(Work instructions): Copy out, precisely as given, the lines from the line with "Where can you see the blue" to the end of the entries that follow.

(Supplied records):
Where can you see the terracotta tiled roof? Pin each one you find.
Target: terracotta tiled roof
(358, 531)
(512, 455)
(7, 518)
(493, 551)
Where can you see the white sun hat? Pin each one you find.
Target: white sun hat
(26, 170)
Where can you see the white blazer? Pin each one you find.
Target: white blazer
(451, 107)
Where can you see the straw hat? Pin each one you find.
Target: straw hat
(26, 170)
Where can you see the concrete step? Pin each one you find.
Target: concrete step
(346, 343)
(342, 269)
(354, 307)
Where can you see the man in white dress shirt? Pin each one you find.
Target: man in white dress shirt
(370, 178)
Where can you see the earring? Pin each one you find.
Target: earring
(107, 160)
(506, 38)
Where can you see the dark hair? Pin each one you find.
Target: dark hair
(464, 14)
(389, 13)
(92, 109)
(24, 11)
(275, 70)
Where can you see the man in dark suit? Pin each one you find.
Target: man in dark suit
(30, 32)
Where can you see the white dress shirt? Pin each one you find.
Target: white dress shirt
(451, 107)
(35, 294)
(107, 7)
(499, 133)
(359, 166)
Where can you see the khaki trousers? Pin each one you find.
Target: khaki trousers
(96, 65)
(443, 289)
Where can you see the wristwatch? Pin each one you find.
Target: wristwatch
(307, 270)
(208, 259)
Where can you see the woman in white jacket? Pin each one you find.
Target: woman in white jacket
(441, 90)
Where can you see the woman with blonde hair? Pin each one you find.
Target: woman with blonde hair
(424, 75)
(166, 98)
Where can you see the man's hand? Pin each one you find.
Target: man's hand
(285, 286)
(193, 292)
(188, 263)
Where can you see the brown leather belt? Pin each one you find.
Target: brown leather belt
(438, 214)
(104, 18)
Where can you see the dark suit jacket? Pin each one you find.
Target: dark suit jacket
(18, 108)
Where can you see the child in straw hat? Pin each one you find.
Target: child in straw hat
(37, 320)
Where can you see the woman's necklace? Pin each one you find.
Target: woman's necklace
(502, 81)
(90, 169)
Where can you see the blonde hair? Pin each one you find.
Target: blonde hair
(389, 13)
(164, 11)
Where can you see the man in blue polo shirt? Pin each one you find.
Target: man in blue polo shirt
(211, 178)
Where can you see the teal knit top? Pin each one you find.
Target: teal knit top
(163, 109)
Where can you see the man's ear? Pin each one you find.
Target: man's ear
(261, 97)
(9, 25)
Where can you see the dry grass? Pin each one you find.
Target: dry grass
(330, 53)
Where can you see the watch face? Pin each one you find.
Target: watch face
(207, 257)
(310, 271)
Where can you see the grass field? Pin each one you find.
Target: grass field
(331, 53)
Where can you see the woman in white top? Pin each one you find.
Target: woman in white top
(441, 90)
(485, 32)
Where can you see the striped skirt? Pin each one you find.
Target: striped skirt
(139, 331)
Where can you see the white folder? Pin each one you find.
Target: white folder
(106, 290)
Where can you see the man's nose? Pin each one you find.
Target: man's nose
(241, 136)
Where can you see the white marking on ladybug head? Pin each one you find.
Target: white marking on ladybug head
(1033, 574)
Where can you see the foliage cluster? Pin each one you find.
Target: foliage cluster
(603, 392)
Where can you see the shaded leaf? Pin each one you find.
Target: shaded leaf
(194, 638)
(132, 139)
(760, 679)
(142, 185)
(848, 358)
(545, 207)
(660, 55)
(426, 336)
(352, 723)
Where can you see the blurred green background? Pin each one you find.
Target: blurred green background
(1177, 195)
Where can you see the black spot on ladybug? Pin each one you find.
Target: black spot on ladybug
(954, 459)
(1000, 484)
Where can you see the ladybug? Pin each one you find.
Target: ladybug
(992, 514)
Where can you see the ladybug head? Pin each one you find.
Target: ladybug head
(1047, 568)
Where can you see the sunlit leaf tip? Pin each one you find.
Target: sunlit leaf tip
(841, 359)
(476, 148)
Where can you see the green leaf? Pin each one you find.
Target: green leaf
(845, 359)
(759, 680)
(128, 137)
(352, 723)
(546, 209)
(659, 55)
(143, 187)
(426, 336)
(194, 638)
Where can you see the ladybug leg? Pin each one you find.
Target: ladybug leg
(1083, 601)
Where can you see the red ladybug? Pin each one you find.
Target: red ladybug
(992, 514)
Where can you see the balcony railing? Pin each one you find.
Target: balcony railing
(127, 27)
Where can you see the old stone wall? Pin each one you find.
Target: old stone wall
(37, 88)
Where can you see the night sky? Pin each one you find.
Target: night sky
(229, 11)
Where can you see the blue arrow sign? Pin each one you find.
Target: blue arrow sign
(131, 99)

(Written solution):
Where can you see the blue arrow sign? Pin each one you find.
Target: blue arrow sign
(131, 99)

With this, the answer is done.